DATASET:
^^^^
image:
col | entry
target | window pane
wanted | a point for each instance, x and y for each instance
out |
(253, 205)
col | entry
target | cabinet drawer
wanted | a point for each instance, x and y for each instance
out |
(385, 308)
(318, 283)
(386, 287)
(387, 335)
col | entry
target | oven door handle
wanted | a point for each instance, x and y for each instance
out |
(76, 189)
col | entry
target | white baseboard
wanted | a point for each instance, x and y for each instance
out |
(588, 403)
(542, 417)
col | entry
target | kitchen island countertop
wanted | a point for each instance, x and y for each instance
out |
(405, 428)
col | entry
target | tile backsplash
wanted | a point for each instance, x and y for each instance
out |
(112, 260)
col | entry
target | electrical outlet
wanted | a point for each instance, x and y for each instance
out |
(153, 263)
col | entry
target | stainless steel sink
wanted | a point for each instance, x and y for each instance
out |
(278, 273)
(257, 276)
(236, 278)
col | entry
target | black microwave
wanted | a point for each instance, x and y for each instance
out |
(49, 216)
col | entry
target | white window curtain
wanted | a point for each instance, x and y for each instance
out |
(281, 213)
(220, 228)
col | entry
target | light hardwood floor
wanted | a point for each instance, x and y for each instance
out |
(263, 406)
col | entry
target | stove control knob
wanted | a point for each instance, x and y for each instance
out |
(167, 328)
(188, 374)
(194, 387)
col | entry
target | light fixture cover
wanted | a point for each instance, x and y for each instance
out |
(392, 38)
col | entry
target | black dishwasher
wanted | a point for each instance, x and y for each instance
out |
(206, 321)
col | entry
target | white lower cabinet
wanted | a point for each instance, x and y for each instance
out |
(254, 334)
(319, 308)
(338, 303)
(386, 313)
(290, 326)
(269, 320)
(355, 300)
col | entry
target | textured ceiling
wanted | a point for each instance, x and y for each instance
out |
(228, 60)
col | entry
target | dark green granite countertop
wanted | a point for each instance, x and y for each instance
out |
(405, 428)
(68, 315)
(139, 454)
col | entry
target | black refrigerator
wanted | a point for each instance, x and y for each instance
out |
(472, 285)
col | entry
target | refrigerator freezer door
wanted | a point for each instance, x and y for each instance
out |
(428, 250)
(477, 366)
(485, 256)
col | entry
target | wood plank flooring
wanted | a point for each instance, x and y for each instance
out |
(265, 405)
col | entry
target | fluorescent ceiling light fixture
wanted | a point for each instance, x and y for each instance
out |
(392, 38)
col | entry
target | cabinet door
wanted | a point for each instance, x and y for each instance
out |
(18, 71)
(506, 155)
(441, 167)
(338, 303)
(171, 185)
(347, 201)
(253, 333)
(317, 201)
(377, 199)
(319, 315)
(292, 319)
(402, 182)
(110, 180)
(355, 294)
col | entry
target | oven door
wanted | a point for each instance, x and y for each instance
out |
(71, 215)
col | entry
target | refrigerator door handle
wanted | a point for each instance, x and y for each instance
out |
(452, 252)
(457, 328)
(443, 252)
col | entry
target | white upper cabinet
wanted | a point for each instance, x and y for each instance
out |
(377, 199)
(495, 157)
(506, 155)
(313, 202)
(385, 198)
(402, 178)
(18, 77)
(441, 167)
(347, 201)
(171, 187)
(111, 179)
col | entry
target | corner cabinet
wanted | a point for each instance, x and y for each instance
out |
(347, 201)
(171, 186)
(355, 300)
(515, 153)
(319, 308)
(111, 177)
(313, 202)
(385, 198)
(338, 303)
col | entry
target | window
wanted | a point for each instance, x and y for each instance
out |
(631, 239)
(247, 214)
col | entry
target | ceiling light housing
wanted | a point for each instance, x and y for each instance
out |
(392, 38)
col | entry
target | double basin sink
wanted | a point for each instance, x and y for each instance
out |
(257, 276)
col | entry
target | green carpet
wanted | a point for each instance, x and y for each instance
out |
^^^^
WORK ITEM: Every line of the listing, first to last, should be retyped exactly.

EXPECTED ANSWER:
image:
col | entry
target | window pane
wanted | a point for each instance, x and y for each instance
out |
(253, 205)
col | entry
target | cabinet drawer
wanted | a point for each instance, x and y for each instance
out |
(385, 308)
(318, 283)
(386, 287)
(387, 335)
col | entry
target | oven door handle
wanted | a point for each instance, x and y for each instance
out |
(76, 189)
col | entry
target | white baseboard
wanted | a point for each instance, x and y for each instance
out |
(588, 403)
(542, 417)
col | entry
target | kitchen island countertop
wanted | a point for each instance, x and y for each instance
out |
(405, 428)
col | entry
target | tile backsplash
wanted | a point for each instance, x and y for each instance
out |
(112, 260)
col | entry
target | electrical outlet
wanted | a point for each instance, x and y for each instance
out |
(153, 263)
col | entry
target | stainless steel sink
wanted | a point for each instance, x and y for each instance
out |
(278, 273)
(257, 276)
(236, 278)
col | entry
target | black microwave
wanted | a point for each instance, x and y for each instance
out |
(49, 216)
col | entry
target | white window curtain
wanted | a point for each instance, x and y for each instance
out |
(281, 213)
(220, 228)
col | entry
target | light hardwood floor
wanted | a point for each instance, x and y for each instance
out |
(263, 406)
col | entry
target | stove control knob
wanted | a point for each instance, x and y for each instance
out |
(167, 328)
(188, 374)
(194, 387)
col | entry
target | light fixture cover
wanted | a point for each instance, x and y for each instance
out |
(392, 38)
col | entry
target | black dishwasher
wanted | a point for each instance, x and y for each instance
out |
(206, 321)
col | entry
target | white lower cabinet
wanted | a point for each instance, x and y for each instance
out |
(254, 334)
(319, 308)
(338, 303)
(386, 313)
(290, 326)
(269, 320)
(355, 300)
col | entry
target | textured ceiling
wanted | a point for each instance, x and y for each instance
out |
(228, 60)
col | entry
target | dark green granite countertop
wanted | a point for each instance, x and y for each instance
out |
(405, 428)
(68, 315)
(139, 454)
col | entry
target | black refrigerator
wanted | a point for each instance, x and y for each instance
out |
(472, 285)
col | entry
target | refrigerator freezer door
wanted | a point for each instance, x and y for each instance
out |
(428, 250)
(477, 366)
(485, 256)
col | entry
target | wood plank flooring
wanted | a point for each instance, x and y for each instance
out |
(265, 405)
col | entry
target | fluorescent ceiling light fixture
wanted | a point for each instance, x and y for each instance
out |
(392, 38)
col | entry
target | cabinet door
wanted | a point for each instance, x and y for each instance
out |
(18, 71)
(506, 155)
(441, 167)
(338, 303)
(171, 185)
(347, 201)
(253, 333)
(317, 201)
(377, 199)
(319, 315)
(292, 319)
(402, 182)
(110, 180)
(355, 294)
col | entry
target | oven door
wanted | a point for each instance, x and y for each instance
out |
(71, 215)
col | entry
target | refrigerator door handle
wanted | a point for each instance, x and y for each instance
out |
(452, 252)
(457, 328)
(443, 252)
col | entry
target | white upper cabinet
wanted | a point for each instance, x and y for each instance
out |
(377, 199)
(495, 157)
(506, 155)
(313, 202)
(385, 198)
(402, 178)
(18, 77)
(441, 167)
(347, 201)
(171, 187)
(111, 179)
col | entry
target | corner cabinet
wanted | a point for each instance, x and y for each instance
out |
(347, 201)
(171, 186)
(355, 300)
(515, 153)
(319, 308)
(111, 177)
(313, 202)
(385, 198)
(338, 303)
col | entry
target | window
wanted | a point for each instance, x and y for each instance
out |
(631, 239)
(247, 214)
col | entry
target | ceiling light housing
wanted | a point for each instance, x and y for each instance
out |
(392, 38)
col | entry
target | double basin sink
wanted | a point for each instance, x and y for each instance
out |
(257, 276)
col | entry
target | green carpet
wanted | a point for each instance, x and y for each instance
out |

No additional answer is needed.